_Sua tarefa_: Transcreva fielmente a parte do trecho sobre a correção monetária dos créditos trabalhistas que começa em "Os ministros, de" e segue até "possuem natureza alimentar.".

_Trecho do texto_:
-----

Compartilhando do mesmo entendimento do ministro relator, no dia 27/08/2020, oito foram os ministros que votaram pela inconstitucionalidade do índice TR para a correção monetária dos créditos trabalhistas, de modo que, até então, esse entendimento é unânime. Dessa forma, o artigo 879, §7º, da CLT, que prevê a TR como o índice de correção monetária débitos trabalhistas, tecnicamente, já é considerado inconstitucional.
Os ministros, de modo geral, entenderam que a utilização da TR não reflete a variação de preços no país, criando um desequilíbrio na relação obrigacional entre credor e devedor, ofendendo o direito de propriedade do credor e não preservando os valores dos créditos trabalhistas, os quais possuem natureza alimentar.
A controvérsia agora gira em torno do indexador a ser adotado em substituição ao TR, tendo se formado duas correntes no plenário, votação a qual, permanece empatada: o relator, Ministro Gilmar Mendes, acompanhado pelos Ministros Alexandre de Moraes, Luís Roberto Barroso e Cármen Lúcia, entendem que, enquanto o Congresso Nacional não apresentar resolução para o caso, a solução mais razoável para a controvérsia seria utilizar, para as demandas trabalhistas, os mesmos critérios já em uso nos processos cíveis (IPCA-E na fase pré-judicial, e a partir da citação, a taxa Selic); o Ministro Edson Fachin, por sua vez, inaugurou voto divergente, acompanhado pelos Ministros Rosa Weber, Ricardo Lewandowski e Marco Aurélio, que entenderam pela aplicação apenas do IPCA-E, sendo esse o índice que mais corresponderia à inflação, de modo a ser o mais apto a repor o poder aquisitivo.
No mesmo sentido, fundamentando sua decisão pela aplicação do índice IPCA-E, a Ministra Rosa Weber, defende que, enquanto a matéria não for solucionada pelo Congresso Nacional, deve ser observada a solução adotada pelo Tribunal Superior do Trabalho, “intérprete maior da legislação trabalhista e da CLT”, que entende pela aplicação do IPCA-E.
As propostas de resolução da controvérsia apresentada pelos Ministros têm o potencial, levando em conta a variação atual dos índices, de encarecer os débitos trabalhistas em cerca de 50% a 100%, no caso de utilização apenas do IPCA-E, e de 50% no caso de utilização da Selic, motivo pelo qual, a depender do índice a ser mais votado, a diferença no impacto financeiro dos jurisdicionados será considerável.

-----

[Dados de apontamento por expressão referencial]

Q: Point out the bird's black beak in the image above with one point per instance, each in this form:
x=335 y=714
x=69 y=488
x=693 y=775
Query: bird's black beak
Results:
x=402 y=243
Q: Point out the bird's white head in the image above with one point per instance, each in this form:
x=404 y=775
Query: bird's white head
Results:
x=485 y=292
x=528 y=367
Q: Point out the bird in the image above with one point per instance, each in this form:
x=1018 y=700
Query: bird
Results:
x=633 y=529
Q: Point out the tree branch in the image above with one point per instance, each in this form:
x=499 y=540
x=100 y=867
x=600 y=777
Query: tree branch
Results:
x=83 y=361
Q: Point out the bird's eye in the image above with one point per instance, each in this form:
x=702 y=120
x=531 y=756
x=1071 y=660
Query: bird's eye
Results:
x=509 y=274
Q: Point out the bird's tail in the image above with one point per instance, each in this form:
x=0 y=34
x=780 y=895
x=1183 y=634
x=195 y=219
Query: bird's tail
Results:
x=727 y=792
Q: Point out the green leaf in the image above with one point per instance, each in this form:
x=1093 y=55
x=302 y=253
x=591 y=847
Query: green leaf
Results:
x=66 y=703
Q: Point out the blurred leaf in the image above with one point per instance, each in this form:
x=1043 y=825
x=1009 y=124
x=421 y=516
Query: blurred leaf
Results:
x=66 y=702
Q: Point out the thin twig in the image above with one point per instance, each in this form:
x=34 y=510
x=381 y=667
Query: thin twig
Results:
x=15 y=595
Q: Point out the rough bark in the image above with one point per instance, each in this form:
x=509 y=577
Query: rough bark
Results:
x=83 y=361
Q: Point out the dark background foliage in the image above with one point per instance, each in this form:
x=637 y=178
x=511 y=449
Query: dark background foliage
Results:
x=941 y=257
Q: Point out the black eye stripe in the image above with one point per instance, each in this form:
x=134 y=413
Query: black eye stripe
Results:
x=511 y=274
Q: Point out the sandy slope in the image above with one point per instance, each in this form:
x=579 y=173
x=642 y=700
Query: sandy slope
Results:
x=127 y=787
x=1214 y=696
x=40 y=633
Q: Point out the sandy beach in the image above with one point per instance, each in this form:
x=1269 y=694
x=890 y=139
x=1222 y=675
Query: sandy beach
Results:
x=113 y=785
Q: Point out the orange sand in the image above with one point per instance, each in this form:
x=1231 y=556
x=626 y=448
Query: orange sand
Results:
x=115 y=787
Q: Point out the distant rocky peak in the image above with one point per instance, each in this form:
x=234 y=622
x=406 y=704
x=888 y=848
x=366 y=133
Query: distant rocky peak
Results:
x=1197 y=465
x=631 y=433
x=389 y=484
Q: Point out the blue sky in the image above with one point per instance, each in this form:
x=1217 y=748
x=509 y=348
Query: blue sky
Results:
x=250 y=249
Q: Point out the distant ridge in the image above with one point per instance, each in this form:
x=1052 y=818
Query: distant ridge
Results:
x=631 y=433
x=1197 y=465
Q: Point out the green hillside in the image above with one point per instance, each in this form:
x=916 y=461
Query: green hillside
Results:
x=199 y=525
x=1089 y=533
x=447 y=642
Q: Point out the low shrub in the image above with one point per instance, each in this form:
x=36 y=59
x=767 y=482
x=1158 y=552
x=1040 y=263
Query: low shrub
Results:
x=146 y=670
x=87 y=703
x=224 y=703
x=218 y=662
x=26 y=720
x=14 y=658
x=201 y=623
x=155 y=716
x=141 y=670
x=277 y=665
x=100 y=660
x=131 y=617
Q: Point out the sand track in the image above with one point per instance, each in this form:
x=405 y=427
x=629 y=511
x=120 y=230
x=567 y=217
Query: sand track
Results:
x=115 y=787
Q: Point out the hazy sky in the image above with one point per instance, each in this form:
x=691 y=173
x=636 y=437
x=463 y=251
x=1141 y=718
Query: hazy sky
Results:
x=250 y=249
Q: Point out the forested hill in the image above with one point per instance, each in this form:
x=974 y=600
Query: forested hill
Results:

-----

_Solução escrita_:
Os ministros, de modo geral, entenderam que a utilização da TR não reflete a variação de preços no país, criando um desequilíbrio na relação obrigacional entre credor e devedor, ofendendo o direito de propriedade do credor e não preservando os valores dos créditos trabalhistas, os quais possuem natureza alimentar.